Dataset excerpt
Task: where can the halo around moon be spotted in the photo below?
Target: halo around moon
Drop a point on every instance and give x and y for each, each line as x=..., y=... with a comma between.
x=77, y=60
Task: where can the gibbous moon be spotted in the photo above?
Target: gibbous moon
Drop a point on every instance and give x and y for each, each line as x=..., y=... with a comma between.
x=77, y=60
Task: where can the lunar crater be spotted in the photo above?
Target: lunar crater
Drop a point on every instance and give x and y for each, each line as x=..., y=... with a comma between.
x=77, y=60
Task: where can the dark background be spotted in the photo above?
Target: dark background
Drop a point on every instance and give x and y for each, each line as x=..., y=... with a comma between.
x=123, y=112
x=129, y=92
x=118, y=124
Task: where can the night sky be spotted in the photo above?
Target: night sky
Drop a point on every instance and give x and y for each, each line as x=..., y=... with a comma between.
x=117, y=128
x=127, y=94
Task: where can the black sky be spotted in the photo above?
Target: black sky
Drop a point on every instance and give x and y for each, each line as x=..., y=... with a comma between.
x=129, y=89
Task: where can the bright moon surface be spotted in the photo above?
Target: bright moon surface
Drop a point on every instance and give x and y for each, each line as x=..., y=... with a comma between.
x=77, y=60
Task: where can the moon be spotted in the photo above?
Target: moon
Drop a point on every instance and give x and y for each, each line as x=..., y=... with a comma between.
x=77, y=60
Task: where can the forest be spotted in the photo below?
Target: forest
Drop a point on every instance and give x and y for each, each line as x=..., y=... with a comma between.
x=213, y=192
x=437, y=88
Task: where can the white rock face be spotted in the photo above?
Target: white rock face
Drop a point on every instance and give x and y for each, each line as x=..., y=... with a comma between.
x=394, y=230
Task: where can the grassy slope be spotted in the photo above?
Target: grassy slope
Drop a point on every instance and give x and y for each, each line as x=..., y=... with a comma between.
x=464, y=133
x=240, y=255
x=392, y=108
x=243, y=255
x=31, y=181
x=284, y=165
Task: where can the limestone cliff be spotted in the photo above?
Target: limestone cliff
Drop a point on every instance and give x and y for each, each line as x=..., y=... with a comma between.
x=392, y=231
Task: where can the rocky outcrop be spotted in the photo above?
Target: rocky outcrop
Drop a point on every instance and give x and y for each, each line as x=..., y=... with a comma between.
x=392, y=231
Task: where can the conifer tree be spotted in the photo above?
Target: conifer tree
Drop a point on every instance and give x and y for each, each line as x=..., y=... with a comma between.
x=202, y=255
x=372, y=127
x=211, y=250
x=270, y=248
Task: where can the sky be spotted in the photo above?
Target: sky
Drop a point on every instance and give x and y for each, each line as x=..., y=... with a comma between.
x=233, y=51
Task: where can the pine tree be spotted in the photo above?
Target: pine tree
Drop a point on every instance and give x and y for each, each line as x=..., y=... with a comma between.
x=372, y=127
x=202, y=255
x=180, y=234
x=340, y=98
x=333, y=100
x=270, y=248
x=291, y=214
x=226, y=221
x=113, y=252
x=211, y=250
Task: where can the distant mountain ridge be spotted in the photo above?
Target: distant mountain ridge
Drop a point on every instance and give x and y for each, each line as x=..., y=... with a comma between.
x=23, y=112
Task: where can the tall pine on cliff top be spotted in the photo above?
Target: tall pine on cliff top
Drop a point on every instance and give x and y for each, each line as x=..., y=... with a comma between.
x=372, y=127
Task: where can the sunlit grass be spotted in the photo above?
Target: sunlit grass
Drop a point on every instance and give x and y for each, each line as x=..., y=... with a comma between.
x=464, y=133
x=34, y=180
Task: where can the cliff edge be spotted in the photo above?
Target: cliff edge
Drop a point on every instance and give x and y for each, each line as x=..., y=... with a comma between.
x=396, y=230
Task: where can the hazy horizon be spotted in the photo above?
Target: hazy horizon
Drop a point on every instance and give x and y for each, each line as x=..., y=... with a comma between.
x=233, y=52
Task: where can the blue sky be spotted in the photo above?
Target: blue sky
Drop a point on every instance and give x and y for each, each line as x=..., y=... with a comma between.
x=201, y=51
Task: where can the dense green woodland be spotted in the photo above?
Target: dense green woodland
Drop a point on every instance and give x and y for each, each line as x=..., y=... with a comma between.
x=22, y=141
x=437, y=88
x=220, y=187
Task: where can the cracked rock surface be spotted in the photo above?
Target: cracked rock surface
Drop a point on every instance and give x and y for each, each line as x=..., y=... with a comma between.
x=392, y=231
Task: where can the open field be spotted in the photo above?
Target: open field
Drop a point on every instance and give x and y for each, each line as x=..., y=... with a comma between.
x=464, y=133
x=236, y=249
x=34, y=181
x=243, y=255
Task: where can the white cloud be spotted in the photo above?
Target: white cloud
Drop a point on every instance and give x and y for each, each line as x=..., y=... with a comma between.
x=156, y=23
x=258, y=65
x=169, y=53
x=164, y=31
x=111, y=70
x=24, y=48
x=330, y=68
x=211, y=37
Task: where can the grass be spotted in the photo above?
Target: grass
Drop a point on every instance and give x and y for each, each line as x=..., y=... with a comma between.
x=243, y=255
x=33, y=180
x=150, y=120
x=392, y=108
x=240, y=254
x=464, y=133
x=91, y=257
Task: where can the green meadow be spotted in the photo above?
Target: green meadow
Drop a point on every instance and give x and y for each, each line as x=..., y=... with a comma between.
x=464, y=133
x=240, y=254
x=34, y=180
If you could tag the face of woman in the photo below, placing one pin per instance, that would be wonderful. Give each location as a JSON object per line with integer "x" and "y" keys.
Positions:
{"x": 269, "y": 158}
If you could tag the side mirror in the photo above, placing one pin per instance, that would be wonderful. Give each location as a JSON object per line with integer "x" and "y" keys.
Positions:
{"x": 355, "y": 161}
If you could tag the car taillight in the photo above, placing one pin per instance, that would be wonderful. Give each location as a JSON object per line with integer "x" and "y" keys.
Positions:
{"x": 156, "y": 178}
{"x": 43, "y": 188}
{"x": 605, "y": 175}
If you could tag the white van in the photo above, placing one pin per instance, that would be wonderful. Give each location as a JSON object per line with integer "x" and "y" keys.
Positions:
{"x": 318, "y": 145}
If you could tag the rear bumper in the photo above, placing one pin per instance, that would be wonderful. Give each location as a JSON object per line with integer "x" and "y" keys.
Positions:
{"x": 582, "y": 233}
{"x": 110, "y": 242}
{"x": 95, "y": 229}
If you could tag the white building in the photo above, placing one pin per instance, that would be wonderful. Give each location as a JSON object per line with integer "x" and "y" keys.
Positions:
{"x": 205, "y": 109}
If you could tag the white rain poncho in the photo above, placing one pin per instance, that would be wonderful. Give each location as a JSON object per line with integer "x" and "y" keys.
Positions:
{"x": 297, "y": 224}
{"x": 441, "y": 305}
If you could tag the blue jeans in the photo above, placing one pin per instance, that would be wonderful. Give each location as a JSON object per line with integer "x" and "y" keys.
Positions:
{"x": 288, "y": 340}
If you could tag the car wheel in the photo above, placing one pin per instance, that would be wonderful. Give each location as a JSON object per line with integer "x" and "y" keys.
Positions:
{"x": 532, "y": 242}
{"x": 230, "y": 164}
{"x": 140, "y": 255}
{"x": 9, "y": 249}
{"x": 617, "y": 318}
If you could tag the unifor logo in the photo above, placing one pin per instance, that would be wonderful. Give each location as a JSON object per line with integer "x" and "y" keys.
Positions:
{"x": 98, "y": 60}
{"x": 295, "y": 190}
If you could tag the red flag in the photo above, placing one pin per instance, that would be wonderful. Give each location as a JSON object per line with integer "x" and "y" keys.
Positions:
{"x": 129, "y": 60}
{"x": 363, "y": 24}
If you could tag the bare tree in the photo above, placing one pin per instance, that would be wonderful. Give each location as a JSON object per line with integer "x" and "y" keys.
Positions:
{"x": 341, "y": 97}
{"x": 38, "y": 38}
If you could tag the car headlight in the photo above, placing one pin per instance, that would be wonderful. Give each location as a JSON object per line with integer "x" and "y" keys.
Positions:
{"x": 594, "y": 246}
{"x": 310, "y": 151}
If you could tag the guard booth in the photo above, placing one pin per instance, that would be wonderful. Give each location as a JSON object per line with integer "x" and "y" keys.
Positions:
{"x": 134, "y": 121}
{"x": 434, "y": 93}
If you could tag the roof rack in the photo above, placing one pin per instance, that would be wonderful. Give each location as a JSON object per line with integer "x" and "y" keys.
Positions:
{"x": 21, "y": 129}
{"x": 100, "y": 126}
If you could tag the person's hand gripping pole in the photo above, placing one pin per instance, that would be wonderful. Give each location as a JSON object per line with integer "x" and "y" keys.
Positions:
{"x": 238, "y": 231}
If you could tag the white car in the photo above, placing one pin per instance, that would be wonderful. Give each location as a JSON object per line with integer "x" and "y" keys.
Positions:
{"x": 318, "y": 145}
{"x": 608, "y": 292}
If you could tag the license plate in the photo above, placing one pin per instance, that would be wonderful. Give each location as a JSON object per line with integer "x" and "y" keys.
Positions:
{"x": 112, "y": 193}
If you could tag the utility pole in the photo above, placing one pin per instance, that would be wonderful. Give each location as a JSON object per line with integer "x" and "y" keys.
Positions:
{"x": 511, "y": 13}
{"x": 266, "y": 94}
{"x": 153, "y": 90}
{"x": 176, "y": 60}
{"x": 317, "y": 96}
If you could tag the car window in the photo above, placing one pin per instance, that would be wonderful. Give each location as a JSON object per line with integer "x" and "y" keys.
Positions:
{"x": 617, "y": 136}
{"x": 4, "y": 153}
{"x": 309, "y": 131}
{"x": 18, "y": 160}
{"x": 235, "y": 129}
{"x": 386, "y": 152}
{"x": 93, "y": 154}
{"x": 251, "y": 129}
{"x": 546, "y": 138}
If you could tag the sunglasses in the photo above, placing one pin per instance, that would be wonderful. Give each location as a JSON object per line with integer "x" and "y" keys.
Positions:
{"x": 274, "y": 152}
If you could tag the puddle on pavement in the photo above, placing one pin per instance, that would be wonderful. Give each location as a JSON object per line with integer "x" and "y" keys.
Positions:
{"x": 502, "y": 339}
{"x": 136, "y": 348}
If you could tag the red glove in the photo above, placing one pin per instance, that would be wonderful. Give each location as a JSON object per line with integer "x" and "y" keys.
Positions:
--
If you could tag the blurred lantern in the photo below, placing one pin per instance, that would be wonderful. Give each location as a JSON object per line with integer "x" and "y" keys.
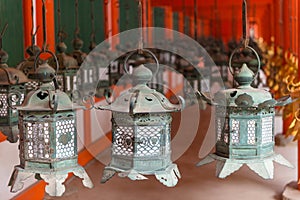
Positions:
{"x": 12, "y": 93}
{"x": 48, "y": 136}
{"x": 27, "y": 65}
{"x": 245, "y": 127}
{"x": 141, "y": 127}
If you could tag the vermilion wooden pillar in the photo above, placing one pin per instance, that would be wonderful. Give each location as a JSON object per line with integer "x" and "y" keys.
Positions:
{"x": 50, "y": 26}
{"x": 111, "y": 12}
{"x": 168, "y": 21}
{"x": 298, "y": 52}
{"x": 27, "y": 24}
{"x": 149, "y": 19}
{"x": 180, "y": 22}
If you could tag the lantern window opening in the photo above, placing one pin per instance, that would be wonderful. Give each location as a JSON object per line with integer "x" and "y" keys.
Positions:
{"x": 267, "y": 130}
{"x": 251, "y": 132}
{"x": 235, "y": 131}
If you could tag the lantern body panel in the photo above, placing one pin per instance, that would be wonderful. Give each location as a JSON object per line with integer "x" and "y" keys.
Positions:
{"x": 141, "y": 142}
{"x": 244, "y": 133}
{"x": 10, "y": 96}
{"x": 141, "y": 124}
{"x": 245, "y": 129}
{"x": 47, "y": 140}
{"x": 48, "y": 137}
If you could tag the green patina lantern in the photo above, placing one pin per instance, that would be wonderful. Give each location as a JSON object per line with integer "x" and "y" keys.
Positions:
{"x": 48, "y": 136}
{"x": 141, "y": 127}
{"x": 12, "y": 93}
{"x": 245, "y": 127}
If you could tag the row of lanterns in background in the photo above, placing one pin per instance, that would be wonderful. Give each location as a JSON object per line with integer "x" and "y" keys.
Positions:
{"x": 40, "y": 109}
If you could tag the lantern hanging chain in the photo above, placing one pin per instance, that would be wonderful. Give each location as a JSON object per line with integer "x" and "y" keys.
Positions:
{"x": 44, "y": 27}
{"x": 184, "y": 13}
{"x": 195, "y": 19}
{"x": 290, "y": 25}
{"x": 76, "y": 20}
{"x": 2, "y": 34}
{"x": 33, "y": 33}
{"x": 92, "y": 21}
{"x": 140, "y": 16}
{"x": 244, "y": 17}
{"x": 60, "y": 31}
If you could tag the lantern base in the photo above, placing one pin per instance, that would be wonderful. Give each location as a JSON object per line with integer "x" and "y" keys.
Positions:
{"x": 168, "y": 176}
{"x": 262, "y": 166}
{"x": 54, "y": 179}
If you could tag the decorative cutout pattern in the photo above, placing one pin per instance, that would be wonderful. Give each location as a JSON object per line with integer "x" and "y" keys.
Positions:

# DIRECTIONS:
Filter the items above down to every line that contains the word "lunar", and copy those lines.

# SOLUTION FOR THIS TASK:
Task: where can the lunar crater be spotted in the photo above?
Target: lunar crater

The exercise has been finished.